* Begin DATA PROVIDED *
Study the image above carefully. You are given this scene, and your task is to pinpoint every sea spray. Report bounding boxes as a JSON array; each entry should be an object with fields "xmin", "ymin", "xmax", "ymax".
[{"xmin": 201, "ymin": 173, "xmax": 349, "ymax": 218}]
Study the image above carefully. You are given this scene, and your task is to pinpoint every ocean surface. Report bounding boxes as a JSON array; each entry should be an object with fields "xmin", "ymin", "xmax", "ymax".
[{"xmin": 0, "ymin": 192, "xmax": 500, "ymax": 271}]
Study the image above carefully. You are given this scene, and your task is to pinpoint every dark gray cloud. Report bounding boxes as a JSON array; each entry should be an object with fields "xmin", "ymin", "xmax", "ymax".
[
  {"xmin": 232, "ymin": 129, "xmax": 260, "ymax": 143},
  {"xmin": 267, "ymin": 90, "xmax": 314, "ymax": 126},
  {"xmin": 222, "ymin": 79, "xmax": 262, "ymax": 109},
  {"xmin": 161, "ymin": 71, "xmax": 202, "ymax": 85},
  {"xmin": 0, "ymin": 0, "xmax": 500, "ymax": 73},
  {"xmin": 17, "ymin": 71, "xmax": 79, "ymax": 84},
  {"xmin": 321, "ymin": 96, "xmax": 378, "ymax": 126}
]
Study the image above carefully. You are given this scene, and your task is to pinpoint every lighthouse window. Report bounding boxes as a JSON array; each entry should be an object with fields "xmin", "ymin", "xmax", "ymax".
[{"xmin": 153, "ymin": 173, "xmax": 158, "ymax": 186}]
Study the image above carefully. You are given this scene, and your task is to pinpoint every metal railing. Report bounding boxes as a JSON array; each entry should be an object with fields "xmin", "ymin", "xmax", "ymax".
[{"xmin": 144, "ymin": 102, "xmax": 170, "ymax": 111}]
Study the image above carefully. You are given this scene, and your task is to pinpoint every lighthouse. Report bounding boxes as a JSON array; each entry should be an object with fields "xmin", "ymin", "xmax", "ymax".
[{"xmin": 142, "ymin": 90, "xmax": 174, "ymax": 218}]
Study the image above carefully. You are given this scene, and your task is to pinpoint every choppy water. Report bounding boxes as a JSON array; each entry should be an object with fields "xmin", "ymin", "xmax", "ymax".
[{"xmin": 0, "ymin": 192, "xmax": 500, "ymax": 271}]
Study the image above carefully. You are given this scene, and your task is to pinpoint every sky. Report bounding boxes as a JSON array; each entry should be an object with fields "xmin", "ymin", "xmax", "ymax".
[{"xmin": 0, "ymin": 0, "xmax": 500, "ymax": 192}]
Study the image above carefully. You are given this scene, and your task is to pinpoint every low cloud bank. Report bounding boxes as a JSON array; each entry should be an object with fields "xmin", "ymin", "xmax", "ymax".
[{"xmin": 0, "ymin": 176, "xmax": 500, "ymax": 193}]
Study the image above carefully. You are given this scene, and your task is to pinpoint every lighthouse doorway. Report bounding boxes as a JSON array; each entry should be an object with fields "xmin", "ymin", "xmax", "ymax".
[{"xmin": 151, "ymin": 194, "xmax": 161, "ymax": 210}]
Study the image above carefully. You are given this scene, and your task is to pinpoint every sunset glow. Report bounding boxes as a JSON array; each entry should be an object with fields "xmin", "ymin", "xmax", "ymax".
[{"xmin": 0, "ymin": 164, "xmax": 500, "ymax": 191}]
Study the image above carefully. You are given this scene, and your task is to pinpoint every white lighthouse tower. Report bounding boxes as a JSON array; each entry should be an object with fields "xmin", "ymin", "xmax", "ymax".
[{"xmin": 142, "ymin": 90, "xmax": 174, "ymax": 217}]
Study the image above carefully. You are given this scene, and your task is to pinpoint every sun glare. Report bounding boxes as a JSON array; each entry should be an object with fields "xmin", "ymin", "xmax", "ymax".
* End DATA PROVIDED *
◆ TASK DETAILS ◆
Reproduce verbatim the lines of the entries above, from the line containing "pinpoint every lighthouse." up to and including the last line of the entries.

◆ THE OUTPUT ◆
Study the image above carefully. You are given this scene, and your task is to pinpoint every lighthouse. Report bounding boxes as a JSON array; each entry should be an object with fields "xmin", "ymin", "xmax", "ymax".
[{"xmin": 142, "ymin": 90, "xmax": 174, "ymax": 218}]
Study the image above carefully. You are given this scene, and your task is to pinpoint every choppy water. Report bounding boxes as a JSON array; each entry should be an object with fields "xmin", "ymin", "xmax", "ymax".
[{"xmin": 0, "ymin": 192, "xmax": 500, "ymax": 271}]
Study the image above carefully. You are given this scene, and your task is to pinpoint every sky. Report bounding boxes as a JSON array; each entry should be an object with fields "xmin", "ymin", "xmax", "ymax".
[{"xmin": 0, "ymin": 0, "xmax": 500, "ymax": 192}]
Study the image above carefully. You are given this scene, and your task is to pinpoint every low cloud bank. Report bounding boxes as a JSON array; each entry should be an object with fields "xmin", "ymin", "xmax", "ymax".
[{"xmin": 0, "ymin": 176, "xmax": 500, "ymax": 193}]
Study the image above carefully. You are given this scene, and your task is to pinpoint every lighthouse doorway. Report bounding boxes as a JSON array; each entry should be an object with fields "xmin", "ymin", "xmax", "ymax".
[{"xmin": 151, "ymin": 194, "xmax": 161, "ymax": 210}]
Study the image above carefully. You are given this scene, and your task is to pinpoint every sunset glow. Report bounding boxes as a JSON array; each entry should be an object with fields "xmin", "ymin", "xmax", "ymax".
[{"xmin": 0, "ymin": 164, "xmax": 500, "ymax": 191}]
Study the image above carefully. You are given this scene, and your task is to pinpoint every white lighthouse tower. Report bounding boxes as a JSON array; each entry should be an object with fields "xmin", "ymin", "xmax", "ymax".
[{"xmin": 142, "ymin": 90, "xmax": 174, "ymax": 217}]
Study the image above carefully. You are given this scene, and your task is to pinpoint every sun glare. Report bounding boxes as a JSON array; each entry should be an object with fields "xmin", "ymin", "xmax", "ymax".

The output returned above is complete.